== INSTRUCTION ==
Give back only the lines between the one holding "request: draw the outline of every instance of the tree" and the one holding "target: tree trunk", inclusive, substituting "tree stump" for "tree trunk" and leaving everything else unchanged.

* * *

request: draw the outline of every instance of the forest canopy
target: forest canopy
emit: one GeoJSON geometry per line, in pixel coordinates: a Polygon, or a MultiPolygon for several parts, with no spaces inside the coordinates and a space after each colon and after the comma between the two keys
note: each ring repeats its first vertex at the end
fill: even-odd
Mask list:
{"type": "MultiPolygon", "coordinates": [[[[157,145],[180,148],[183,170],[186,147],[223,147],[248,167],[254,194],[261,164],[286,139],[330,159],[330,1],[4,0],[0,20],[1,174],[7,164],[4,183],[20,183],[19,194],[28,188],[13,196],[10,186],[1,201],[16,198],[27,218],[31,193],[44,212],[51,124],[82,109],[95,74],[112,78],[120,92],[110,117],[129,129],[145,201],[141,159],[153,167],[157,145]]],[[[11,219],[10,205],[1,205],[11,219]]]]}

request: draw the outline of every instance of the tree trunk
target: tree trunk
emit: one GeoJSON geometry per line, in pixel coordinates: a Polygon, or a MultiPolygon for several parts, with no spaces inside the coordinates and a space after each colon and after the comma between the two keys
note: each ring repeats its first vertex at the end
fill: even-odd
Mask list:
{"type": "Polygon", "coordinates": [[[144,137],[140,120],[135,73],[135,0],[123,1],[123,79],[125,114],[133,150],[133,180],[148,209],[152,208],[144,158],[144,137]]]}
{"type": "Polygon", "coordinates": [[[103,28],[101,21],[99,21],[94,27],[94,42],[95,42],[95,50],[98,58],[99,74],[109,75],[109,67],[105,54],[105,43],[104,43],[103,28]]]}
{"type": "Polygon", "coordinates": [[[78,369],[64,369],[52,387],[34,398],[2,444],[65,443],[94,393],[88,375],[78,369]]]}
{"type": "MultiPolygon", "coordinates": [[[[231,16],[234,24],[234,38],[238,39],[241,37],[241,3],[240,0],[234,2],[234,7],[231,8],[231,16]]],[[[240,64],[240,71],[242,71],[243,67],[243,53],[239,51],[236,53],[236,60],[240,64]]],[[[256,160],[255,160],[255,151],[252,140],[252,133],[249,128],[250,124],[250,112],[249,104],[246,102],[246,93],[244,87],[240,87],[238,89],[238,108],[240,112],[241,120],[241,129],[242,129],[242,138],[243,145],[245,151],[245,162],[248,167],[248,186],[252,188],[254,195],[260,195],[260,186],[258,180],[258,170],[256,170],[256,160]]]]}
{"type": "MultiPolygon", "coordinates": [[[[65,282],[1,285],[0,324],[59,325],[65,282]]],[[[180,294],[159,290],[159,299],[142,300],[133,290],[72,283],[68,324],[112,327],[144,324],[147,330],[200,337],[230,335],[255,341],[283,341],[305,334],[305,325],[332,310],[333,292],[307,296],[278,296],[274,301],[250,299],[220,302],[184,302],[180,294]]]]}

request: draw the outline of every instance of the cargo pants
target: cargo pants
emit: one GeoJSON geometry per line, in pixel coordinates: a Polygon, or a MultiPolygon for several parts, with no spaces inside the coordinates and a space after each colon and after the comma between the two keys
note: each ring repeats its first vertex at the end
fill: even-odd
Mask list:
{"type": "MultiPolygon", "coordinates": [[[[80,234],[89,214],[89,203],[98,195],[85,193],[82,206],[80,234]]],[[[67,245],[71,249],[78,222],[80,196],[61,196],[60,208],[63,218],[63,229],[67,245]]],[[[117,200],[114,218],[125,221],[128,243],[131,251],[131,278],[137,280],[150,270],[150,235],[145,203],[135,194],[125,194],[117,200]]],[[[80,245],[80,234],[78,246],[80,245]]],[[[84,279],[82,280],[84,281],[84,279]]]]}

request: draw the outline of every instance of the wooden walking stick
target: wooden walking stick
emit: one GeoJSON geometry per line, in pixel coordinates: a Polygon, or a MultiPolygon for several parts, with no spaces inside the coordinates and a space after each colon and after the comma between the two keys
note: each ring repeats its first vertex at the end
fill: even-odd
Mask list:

* * *

== FINAL RESULT ==
request: draw the outline of every instance of the tree stump
target: tree stump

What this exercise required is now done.